From the passage on network design tradeoffs, extract the text between "I’m going to" and "in the network?", inclusive, copying it word for word.

• _Excerpted passage_:

· · · · ·

How do you prevent yourself from going down one of these side alleys and making a bad decision? Even worse, how do you prevent incurring technical debt by reaching too far in the other direction—not being bold about getting rid of the old clutter that’s ossified into your network over the years and replacing it with newer ideas?

I’m going to suggest, as always, that we return to the complexity model, carefully asking about each side of the triangle to find the answers we need to decide what we should do. Specifically, ask—

  • What state (the amount of state and the speed at which it changes) will this new technology add to the network overall, and to already existing systems in the network?
  • What is being optimized for (here you need to go back to the business drivers), and why?
  • What new interaction surfaces am I creating, or which interaction surfaces am I making deeper? Where am I increasing the dependencies between two existing systems, and where am I adding new ones? Make certain you look for leaky abstractions here, as all abstractions leak in some way.

Remembering this simple rule of thumb might help: If you’ve not found the tradeoffs, you’ve not looked hard enough.

The Design Mindset (2)

In a comment from last week’s post on the design mindset, which focuses on asking what through observation, Alan asked why I don’t focus on business drivers, or intent, first. This is a great question. Let me give you three answers before we actually move on to asking why?

Why can yuor barin raed tihs? Because your mind has a natural ability to recognize patterns and “unscramble” them. In reality, what you’re doing is seeing something that looks similar to what you’ve seen before, inferring that’s what is meant now, and putting the two together in a way you can understand. It’s pattern recognition at it’s finest—you’re already a master at this, even if you think you’re not. This is an important skill for assessing the world and reacting in (near) real time; if we didn’t have this skill, we wouldn’t be able to tolerate the information inflow we actually receive on a daily basis.

· · · · ·

• _Supplied data_:
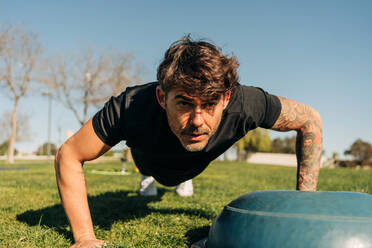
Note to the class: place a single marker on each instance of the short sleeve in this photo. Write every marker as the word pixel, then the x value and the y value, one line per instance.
pixel 108 122
pixel 263 107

· · · · ·

• _Written reply_:
I’m going to suggest, as always, that we return to the complexity model, carefully asking about each side of the triangle to find the answers we need to decide what we should do. Specifically, ask—

  • What state (the amount of state and the speed at which it changes) will this new technology add to the network overall, and to already existing systems in the network?